==== Provided text ====
CDC says lab director behind anthrax mishap resigns
WASHINGTON (Reuters) - The director of a government bioterror lab behind the potential exposure of workers to live anthrax has resigned, the U.S. Centers for Disease Control and Prevention said on Wednesday.
Michael Farrell, head of the CDC's Bioterror Rapid Response and Advanced Technology Laboratory (BRRAT) in Atlanta, had been reassigned from his position last month after the agency disclosed the safety breaches. He submitted his resignation on Tuesday, the CDC said.
“I can confirm that he was the team lead for the BRRAT lab since 2009 and that he’s resigned from that position,” said CDC spokesman Thomas Skinner.
Farrell was the first CDC employee to leave his post over the incident, in which more than 80 government lab workers were potentially exposed to the dangerous bacteria after samples that had not been properly inactivated left the BRRAT lab in June. No one has fallen ill as a result of the incident, and the CDC later concluded that the true risk of exposure was minimal, if at all.
But the lapse at the CDC prompted new scrutiny into how the agency protects the public from potentially dangerous research and a pledge from its director, Dr. Thomas Frieden, to change the culture of safety among its staff.
Frieden has said the agency would consider disciplinary action against any staff members found to have knowingly violated safety protocols or to have failed to report breaches.
==== Dataset content ====
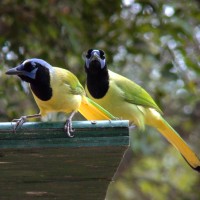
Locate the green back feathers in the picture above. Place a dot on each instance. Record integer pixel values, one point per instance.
(132, 92)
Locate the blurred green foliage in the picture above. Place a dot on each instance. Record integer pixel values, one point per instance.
(156, 43)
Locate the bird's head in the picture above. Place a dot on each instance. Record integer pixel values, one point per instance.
(95, 61)
(30, 69)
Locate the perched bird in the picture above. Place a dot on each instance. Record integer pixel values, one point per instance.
(126, 100)
(56, 90)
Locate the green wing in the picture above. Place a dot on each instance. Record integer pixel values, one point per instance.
(132, 92)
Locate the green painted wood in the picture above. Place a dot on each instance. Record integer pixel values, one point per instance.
(51, 134)
(58, 173)
(39, 161)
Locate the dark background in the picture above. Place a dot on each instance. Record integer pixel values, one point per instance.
(156, 43)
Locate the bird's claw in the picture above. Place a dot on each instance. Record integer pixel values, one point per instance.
(68, 128)
(19, 122)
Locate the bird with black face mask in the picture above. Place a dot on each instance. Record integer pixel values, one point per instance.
(56, 90)
(126, 100)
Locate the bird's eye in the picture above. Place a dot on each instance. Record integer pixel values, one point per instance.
(88, 55)
(102, 54)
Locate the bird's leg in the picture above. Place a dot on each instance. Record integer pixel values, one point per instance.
(68, 125)
(22, 119)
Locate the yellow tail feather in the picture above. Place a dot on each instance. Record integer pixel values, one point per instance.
(173, 137)
(92, 111)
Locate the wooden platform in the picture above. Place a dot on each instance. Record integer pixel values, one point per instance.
(39, 161)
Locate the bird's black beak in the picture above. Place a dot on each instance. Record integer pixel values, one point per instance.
(15, 71)
(95, 56)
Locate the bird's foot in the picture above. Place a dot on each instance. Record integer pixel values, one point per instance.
(19, 122)
(68, 128)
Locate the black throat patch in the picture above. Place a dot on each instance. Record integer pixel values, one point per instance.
(41, 85)
(98, 83)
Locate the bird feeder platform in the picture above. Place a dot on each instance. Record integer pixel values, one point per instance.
(40, 161)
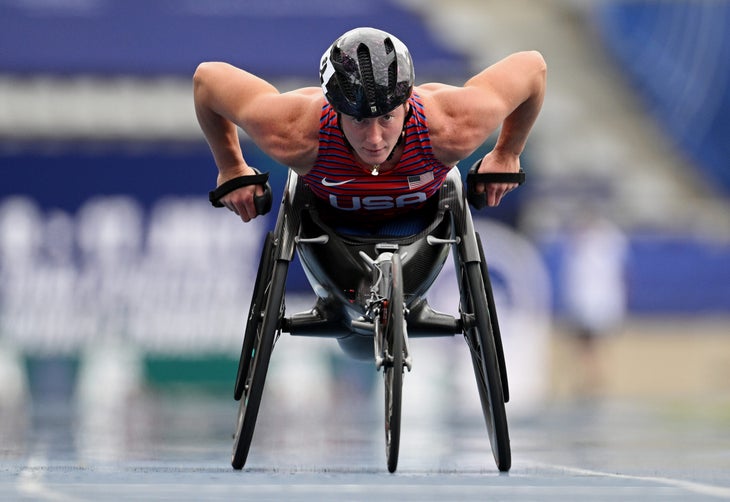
====
§ **What you have to do**
According to the news report on the anthrax mishap, on what day did Michael Farrell submit his resignation? The entries have nothing to do with this.

§ **Reply**
Tuesday